Text block:
^^^^

CSIR-National Aerospace Laboratories
National Aerospace Laboratories (NAL), a constituent of the Council of Scientific and Industrial Research (CSIR), India, established in the year 1959 is the only government aerospace R&D laboratory in the country’s civilian sector. CSIR-NAL is a high-technology oriented institution focusing on advanced disciplines in aerospace. CSIR-NAL has several advanced test facilities, and many of them are recognized as National Facilities. These are not only the best in the country, but are also comparable to other similar facilities in the world. CSIR-NAL has provided significant value added inputs to all the Indian national aerospace programmes. Its contributions over the last five decades have enabled it to create a niche for itself in advanced aerospace research and technology development. CSIR-NAL has also developed many critical technologies for the strategic sector and continues to support the mission-mode programmes of the country.

^^^^

Pointing records
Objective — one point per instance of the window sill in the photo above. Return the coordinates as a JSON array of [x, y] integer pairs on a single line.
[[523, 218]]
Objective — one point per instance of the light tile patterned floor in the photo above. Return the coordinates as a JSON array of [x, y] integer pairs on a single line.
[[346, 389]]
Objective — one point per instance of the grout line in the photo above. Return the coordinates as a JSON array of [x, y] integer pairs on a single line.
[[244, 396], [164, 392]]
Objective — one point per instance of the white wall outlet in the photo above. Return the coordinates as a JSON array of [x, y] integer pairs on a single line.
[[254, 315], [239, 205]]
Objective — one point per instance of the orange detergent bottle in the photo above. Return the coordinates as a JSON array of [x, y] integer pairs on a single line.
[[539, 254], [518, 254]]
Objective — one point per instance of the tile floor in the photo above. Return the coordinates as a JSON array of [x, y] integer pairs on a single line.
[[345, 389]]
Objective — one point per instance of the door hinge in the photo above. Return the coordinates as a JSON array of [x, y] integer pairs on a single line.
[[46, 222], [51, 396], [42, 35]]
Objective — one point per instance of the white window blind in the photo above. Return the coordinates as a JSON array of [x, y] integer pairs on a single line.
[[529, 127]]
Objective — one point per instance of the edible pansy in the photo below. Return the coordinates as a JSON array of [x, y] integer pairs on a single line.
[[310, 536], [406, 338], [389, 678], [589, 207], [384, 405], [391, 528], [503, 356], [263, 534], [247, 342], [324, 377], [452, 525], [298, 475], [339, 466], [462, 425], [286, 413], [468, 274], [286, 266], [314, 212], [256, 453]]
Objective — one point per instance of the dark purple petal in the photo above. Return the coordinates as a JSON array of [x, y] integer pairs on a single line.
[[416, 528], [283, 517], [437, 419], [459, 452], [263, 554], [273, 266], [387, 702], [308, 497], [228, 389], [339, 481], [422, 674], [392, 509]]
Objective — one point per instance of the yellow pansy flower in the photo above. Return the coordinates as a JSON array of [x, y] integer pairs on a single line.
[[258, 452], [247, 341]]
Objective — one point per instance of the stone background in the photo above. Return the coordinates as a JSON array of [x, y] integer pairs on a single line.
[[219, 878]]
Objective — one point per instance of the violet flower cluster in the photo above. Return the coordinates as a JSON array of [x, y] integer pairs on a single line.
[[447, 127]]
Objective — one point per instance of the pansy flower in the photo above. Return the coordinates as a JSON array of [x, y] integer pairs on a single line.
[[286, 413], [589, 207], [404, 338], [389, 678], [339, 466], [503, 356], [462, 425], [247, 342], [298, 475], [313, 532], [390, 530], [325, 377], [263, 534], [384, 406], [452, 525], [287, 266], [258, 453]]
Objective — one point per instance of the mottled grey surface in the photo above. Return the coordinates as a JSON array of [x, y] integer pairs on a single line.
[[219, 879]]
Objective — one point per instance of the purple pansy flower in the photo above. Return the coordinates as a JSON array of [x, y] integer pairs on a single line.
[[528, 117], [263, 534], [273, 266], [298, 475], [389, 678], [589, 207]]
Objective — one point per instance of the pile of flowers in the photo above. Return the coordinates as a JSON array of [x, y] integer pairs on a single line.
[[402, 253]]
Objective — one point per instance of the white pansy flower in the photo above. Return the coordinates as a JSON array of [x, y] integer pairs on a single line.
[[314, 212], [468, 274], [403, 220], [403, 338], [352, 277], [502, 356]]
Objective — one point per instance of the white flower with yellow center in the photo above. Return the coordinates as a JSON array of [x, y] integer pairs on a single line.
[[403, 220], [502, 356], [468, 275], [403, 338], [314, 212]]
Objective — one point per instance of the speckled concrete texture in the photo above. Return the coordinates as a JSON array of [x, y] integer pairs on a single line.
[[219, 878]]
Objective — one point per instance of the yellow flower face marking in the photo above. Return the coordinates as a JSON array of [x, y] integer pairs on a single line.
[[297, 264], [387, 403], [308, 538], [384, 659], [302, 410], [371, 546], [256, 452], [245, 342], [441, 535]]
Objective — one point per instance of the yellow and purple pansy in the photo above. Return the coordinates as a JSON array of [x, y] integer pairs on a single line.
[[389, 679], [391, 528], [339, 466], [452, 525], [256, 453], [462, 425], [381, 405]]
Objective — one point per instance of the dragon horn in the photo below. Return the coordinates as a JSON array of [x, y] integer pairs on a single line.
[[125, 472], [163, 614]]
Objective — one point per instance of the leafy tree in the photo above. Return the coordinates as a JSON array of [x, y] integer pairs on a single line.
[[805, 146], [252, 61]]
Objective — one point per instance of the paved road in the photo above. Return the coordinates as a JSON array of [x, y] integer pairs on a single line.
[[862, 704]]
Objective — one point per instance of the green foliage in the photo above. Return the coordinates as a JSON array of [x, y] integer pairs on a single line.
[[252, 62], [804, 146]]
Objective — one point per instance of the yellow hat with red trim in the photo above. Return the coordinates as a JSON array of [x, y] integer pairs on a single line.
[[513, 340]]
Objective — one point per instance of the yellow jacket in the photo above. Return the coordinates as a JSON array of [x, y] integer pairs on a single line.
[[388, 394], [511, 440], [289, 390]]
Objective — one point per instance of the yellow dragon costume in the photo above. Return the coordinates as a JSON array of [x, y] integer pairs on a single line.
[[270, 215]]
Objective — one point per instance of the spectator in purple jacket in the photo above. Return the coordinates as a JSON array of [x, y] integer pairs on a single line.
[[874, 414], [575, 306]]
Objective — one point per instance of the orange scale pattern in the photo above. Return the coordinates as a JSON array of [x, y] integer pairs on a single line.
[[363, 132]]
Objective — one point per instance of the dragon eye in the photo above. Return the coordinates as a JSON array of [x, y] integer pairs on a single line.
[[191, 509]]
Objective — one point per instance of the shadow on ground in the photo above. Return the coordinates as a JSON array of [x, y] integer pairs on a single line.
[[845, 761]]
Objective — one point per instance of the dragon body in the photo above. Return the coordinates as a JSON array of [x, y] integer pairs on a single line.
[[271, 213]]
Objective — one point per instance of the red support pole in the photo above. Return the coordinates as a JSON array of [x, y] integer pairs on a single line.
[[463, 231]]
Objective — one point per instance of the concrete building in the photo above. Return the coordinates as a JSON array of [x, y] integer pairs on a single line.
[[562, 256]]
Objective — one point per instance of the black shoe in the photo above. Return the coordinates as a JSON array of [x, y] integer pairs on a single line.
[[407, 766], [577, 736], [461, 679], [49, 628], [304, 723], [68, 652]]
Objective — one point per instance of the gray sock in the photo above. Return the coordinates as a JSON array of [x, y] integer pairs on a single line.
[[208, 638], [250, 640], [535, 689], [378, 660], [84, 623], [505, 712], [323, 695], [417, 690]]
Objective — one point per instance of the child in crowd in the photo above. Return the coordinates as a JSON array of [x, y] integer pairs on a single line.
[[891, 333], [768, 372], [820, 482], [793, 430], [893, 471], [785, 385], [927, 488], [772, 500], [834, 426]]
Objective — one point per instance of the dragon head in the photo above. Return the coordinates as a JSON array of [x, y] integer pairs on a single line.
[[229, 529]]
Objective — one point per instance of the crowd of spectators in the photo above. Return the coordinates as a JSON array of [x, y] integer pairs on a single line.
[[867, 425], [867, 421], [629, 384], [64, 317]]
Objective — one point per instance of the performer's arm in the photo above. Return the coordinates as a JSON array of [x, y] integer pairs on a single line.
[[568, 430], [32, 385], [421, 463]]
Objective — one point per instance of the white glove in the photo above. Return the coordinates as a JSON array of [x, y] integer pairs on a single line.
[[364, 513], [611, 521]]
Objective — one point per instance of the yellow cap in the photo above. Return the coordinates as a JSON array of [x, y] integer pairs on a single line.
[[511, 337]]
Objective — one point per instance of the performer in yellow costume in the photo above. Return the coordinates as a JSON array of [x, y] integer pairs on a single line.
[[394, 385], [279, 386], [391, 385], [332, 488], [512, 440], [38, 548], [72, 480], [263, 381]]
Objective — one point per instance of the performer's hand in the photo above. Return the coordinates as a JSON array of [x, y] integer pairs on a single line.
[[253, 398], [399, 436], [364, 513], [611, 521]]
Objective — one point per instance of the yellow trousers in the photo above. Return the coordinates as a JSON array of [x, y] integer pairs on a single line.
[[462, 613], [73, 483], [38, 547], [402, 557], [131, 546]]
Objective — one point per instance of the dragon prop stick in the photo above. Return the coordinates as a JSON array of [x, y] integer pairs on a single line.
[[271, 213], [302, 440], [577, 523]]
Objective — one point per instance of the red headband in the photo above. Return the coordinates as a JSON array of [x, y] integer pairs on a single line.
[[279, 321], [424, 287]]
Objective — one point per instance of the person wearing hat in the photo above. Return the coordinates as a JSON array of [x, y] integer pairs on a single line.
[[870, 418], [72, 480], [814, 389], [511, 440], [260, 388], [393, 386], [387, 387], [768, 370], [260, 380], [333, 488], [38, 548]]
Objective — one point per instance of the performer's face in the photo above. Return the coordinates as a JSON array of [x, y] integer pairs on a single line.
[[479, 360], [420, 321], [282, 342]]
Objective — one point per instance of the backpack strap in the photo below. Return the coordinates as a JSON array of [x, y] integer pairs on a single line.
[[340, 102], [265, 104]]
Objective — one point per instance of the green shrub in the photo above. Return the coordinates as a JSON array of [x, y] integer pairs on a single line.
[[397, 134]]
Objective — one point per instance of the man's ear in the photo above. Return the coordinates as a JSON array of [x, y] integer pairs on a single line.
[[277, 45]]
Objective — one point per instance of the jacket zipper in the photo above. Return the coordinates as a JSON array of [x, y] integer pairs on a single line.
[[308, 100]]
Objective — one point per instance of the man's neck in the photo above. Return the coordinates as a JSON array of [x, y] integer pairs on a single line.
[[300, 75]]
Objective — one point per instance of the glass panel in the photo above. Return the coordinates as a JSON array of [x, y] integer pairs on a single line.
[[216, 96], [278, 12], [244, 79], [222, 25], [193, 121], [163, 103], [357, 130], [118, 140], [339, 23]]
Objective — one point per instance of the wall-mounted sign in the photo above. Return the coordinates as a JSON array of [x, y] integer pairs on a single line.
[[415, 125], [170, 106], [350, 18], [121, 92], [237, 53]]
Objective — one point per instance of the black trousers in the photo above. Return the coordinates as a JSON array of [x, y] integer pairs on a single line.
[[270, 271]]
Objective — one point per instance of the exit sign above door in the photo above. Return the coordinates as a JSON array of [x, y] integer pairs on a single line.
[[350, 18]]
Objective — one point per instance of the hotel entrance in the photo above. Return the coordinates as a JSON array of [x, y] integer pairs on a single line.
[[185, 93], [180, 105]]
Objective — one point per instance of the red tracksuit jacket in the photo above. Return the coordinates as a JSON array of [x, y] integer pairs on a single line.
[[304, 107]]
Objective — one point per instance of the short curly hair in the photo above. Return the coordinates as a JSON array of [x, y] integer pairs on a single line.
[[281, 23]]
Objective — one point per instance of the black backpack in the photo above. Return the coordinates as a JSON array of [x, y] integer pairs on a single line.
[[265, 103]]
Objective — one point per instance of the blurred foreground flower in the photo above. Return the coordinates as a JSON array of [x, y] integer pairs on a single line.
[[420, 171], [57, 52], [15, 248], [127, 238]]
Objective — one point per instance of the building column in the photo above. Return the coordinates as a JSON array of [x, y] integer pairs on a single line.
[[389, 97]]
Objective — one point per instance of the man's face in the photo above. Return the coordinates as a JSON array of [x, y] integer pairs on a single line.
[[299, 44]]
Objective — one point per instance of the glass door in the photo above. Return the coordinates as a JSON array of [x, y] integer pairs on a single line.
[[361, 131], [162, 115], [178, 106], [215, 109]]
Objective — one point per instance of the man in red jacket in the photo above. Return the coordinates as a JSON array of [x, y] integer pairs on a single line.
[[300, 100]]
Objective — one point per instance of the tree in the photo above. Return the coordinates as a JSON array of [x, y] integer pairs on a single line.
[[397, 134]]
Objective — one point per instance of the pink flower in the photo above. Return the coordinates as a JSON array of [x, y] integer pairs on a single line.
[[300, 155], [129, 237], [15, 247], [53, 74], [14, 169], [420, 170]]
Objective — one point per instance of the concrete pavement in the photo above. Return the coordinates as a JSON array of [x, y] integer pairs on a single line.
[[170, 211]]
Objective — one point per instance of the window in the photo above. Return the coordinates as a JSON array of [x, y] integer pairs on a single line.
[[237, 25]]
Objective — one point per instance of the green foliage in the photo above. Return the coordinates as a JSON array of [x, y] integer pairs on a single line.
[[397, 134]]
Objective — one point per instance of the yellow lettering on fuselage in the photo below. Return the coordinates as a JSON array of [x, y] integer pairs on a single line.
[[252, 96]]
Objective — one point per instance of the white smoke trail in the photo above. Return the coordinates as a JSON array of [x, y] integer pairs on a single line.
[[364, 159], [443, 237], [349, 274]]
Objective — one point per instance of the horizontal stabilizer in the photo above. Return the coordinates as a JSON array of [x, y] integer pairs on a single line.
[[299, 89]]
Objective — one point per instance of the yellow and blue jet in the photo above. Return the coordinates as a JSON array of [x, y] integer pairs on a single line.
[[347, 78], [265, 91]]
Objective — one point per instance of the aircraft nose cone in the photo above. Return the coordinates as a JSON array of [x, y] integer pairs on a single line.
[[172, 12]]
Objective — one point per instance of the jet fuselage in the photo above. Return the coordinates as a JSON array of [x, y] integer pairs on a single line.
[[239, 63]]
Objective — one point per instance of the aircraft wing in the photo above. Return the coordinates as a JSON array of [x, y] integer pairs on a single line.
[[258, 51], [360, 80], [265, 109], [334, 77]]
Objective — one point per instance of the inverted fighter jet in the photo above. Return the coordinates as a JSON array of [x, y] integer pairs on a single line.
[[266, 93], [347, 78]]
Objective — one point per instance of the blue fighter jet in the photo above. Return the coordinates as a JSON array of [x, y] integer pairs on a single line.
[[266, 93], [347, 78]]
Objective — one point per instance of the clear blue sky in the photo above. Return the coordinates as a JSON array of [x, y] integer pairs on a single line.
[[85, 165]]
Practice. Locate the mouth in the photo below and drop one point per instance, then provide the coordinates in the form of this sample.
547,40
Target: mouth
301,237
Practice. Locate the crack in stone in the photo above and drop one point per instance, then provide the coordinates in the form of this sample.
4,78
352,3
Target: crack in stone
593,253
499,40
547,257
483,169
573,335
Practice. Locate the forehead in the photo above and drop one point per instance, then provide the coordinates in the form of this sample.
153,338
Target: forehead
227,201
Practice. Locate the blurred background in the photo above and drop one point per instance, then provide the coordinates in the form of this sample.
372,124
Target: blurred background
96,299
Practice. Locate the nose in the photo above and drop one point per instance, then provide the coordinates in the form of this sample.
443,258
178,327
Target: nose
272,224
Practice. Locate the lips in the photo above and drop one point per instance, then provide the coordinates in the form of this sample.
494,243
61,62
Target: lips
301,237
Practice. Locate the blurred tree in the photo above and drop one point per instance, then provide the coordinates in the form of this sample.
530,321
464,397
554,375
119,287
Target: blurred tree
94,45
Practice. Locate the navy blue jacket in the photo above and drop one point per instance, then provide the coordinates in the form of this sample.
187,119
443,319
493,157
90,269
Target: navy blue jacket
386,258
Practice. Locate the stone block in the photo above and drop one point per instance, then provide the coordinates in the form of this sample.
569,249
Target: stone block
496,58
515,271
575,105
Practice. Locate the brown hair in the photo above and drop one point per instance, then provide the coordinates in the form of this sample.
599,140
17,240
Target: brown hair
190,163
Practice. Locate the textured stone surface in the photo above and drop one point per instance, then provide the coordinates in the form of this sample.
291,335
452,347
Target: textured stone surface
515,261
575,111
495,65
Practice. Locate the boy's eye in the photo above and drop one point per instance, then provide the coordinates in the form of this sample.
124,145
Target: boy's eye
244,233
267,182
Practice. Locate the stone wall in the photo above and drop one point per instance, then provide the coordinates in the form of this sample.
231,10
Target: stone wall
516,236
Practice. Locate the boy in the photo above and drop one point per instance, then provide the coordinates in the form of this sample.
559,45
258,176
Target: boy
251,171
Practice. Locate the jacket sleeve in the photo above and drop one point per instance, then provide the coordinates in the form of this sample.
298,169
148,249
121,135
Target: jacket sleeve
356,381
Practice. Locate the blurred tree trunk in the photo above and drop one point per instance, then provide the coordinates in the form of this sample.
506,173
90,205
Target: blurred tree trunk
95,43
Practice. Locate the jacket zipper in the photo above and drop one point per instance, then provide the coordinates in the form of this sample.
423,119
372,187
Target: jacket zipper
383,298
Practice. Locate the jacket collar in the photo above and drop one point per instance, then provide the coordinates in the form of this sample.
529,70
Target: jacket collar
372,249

^^^^

What this task involves: Reproduce the entire text about CSIR-National Aerospace Laboratories above word for word, with nothing changed.

Solution to the problem:
CSIR-National Aerospace Laboratories
National Aerospace Laboratories (NAL), a constituent of the Council of Scientific and Industrial Research (CSIR), India, established in the year 1959 is the only government aerospace R&D laboratory in the country’s civilian sector. CSIR-NAL is a high-technology oriented institution focusing on advanced disciplines in aerospace. CSIR-NAL has several advanced test facilities, and many of them are recognized as National Facilities. These are not only the best in the country, but are also comparable to other similar facilities in the world. CSIR-NAL has provided significant value added inputs to all the Indian national aerospace programmes. Its contributions over the last five decades have enabled it to create a niche for itself in advanced aerospace research and technology development. CSIR-NAL has also developed many critical technologies for the strategic sector and continues to support the mission-mode programmes of the country.